FaceBase is a collaborative NIDCR-funded project that houses comprehensive data in support of advancing research into craniofacial development and malformation. It serves as a community resource by curating large datasets of a variety of types from the craniofacial research community and sharing them via this website. Practices emphasize a comprehensive and multidisciplinary approach to understanding the developmental processes that create the face. The data offered spotlights high-throughput genetic, molecular, biological, imaging and computational techniques. One of the missions of this project is to facilitate cooperation and collaboration between the central coordinating center (ie, the Hub) and the craniofacial research community.
The Database of Protein Disorder (DisProt) is a curated database that provides information about proteins that lack fixed 3D structure in their putatively native states, either in their entirety or in part. DisProt is a community resource annotating protein sequences for intrinsically disorder regions from the literature. It classifies intrinsic disorder based on experimental methods and three ontologies for molecular function, transition and binding partner.

## Recorded data
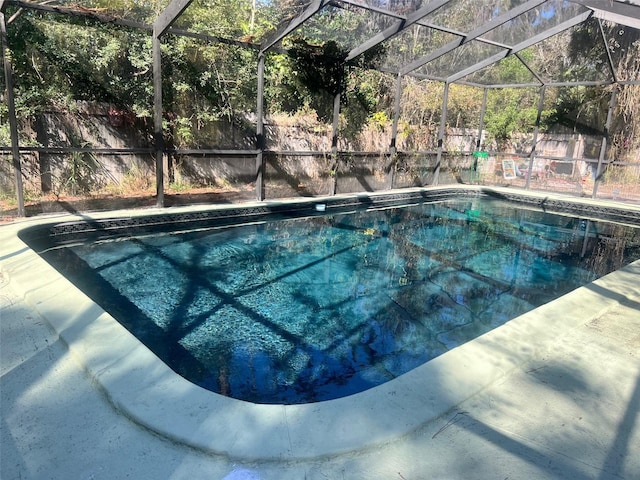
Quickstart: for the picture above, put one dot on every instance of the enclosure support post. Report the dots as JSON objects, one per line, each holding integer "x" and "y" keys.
{"x": 443, "y": 123}
{"x": 334, "y": 142}
{"x": 603, "y": 146}
{"x": 157, "y": 118}
{"x": 393, "y": 149}
{"x": 532, "y": 154}
{"x": 13, "y": 122}
{"x": 260, "y": 141}
{"x": 483, "y": 110}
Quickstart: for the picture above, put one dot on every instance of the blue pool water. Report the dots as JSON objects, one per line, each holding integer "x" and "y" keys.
{"x": 310, "y": 309}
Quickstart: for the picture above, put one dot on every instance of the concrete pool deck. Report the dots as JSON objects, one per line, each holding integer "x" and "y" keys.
{"x": 553, "y": 394}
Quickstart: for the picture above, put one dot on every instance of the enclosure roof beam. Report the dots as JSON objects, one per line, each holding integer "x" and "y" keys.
{"x": 314, "y": 7}
{"x": 169, "y": 15}
{"x": 531, "y": 71}
{"x": 483, "y": 29}
{"x": 521, "y": 46}
{"x": 396, "y": 28}
{"x": 74, "y": 11}
{"x": 625, "y": 13}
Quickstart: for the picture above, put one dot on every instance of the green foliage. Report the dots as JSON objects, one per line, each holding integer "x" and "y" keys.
{"x": 510, "y": 111}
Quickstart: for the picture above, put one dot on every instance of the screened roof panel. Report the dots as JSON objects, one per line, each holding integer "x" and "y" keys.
{"x": 621, "y": 40}
{"x": 444, "y": 39}
{"x": 398, "y": 7}
{"x": 534, "y": 21}
{"x": 508, "y": 71}
{"x": 559, "y": 59}
{"x": 459, "y": 59}
{"x": 467, "y": 15}
{"x": 212, "y": 18}
{"x": 414, "y": 43}
{"x": 345, "y": 24}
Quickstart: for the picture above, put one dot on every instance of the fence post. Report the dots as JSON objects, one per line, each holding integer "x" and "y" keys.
{"x": 13, "y": 122}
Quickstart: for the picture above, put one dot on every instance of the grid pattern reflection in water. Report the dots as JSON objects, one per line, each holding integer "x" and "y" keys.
{"x": 311, "y": 309}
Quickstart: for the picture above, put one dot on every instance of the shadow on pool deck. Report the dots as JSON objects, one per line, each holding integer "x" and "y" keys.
{"x": 570, "y": 411}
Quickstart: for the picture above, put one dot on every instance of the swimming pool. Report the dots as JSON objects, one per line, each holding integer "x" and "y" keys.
{"x": 298, "y": 307}
{"x": 144, "y": 389}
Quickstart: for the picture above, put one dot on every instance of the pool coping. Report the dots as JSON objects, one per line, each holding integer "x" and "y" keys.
{"x": 143, "y": 388}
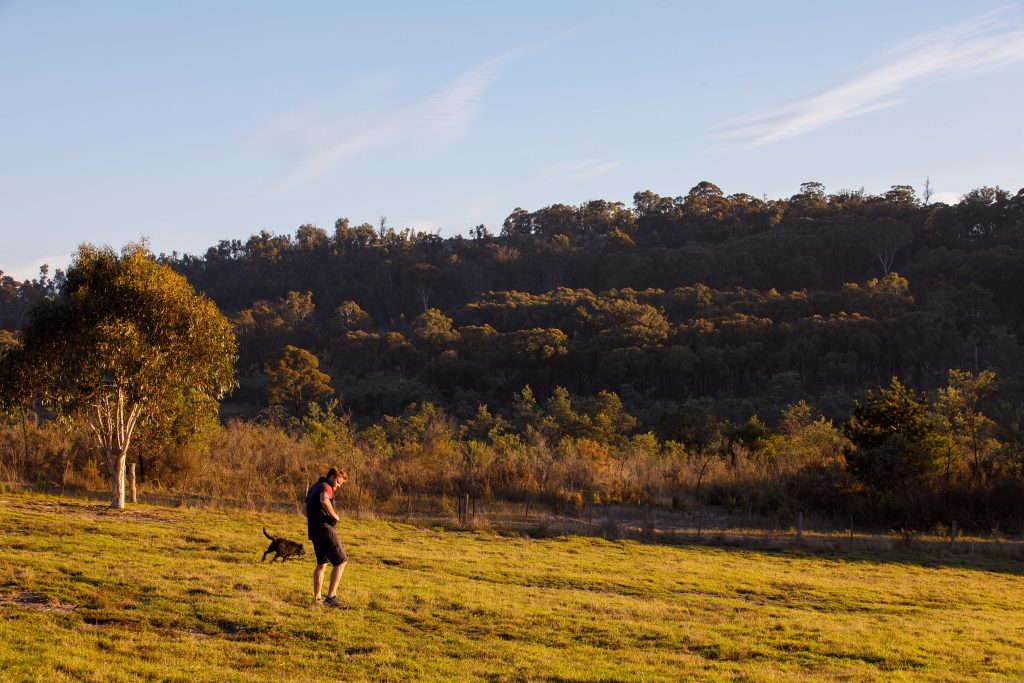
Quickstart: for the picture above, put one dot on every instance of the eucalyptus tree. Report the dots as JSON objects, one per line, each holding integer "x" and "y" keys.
{"x": 122, "y": 340}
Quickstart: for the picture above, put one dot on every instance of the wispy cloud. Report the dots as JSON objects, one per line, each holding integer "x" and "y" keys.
{"x": 571, "y": 171}
{"x": 30, "y": 269}
{"x": 986, "y": 42}
{"x": 321, "y": 139}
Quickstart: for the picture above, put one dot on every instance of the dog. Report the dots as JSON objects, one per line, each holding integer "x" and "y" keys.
{"x": 283, "y": 548}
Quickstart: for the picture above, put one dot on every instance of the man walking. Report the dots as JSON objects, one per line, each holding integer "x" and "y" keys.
{"x": 321, "y": 519}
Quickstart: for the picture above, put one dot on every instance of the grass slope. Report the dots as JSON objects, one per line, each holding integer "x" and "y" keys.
{"x": 157, "y": 593}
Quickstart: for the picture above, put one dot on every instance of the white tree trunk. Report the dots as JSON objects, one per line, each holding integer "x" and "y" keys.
{"x": 118, "y": 467}
{"x": 113, "y": 426}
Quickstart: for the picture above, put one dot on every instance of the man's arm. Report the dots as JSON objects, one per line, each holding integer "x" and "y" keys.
{"x": 328, "y": 506}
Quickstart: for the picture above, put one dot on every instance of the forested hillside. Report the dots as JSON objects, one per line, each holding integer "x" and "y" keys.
{"x": 852, "y": 353}
{"x": 752, "y": 303}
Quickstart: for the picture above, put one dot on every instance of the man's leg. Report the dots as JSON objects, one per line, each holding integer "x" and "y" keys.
{"x": 335, "y": 580}
{"x": 318, "y": 579}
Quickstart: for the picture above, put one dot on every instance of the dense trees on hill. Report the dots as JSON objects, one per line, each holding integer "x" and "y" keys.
{"x": 745, "y": 346}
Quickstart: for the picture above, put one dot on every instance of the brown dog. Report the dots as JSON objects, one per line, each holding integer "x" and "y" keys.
{"x": 283, "y": 548}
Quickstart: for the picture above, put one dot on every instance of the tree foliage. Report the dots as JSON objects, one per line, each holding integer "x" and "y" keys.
{"x": 125, "y": 338}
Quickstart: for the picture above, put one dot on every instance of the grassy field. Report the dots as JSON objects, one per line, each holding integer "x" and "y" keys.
{"x": 159, "y": 593}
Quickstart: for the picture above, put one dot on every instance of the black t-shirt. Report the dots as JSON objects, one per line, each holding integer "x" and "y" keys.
{"x": 316, "y": 517}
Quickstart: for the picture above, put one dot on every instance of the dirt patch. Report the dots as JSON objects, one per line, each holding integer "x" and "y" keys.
{"x": 36, "y": 601}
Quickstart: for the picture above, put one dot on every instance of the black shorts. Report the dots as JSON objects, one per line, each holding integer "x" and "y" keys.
{"x": 328, "y": 547}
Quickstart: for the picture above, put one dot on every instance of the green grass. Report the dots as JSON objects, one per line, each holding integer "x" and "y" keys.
{"x": 158, "y": 593}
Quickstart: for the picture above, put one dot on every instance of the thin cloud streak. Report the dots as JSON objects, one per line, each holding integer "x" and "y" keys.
{"x": 438, "y": 119}
{"x": 984, "y": 43}
{"x": 571, "y": 171}
{"x": 30, "y": 270}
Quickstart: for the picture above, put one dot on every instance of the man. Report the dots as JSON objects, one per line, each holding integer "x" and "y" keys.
{"x": 321, "y": 519}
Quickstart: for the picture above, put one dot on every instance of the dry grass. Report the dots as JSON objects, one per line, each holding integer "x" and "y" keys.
{"x": 157, "y": 593}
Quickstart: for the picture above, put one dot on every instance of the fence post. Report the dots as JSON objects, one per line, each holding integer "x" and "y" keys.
{"x": 134, "y": 499}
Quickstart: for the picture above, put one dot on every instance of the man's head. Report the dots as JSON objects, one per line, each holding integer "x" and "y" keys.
{"x": 336, "y": 477}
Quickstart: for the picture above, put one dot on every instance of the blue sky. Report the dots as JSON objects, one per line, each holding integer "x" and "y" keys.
{"x": 192, "y": 122}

## Actions to take
a. Using the passage on FaceBase and DisProt above, say whether each statement agrees with it. Answer yes or no, and quote the deciding words of the passage.
(i) FaceBase is funded by NIDCR.
(ii) DisProt classifies intrinsic disorder using five ontologies.
(iii) FaceBase's central coordinating center is called the Hub.
b. According to the passage on FaceBase and DisProt, which techniques does the FaceBase data spotlight?
c. Resume the passage on FaceBase and DisProt after its last sentence.

## Numbered answers
a.
(i) Yes: "FaceBase is a collaborative NIDCR-funded project"
(ii) No: "three ontologies for molecular function, transition and binding partner"
(iii) Yes: "the central coordinating center (ie, the Hub)"

b. High-throughput genetic, molecular, biological, imaging and computational techniques.

c.
NetPath is currently one of the largest open-source repository of human signaling pathways that is all set to become a community standard to meet the challenges in functional genomics and systems biology. Signaling networks are the key to deciphering many of the complex networks that govern the machinery inside the cell. Several signaling molecules play an important role in disease processes that are a direct result of their altered functioning and are now recognized as potential therapeutic targets. Understanding how to restore the proper functioning of these pathways that have become deregulated in disease, is needed for accelerating biomedical research. This resource is aimed at demystifying the biological pathways and highlights the key relationships and connections between them. Apart from this, pathways provide a way of reducing the dimensionality of high throughput data, by grouping thousands of genes, proteins and metabolites at functional level into just several hundreds of pathways for an experiment. Identifying the active pathways that differ between two conditions can have more explanatory power than just a simple list of differentially expressed genes and proteins.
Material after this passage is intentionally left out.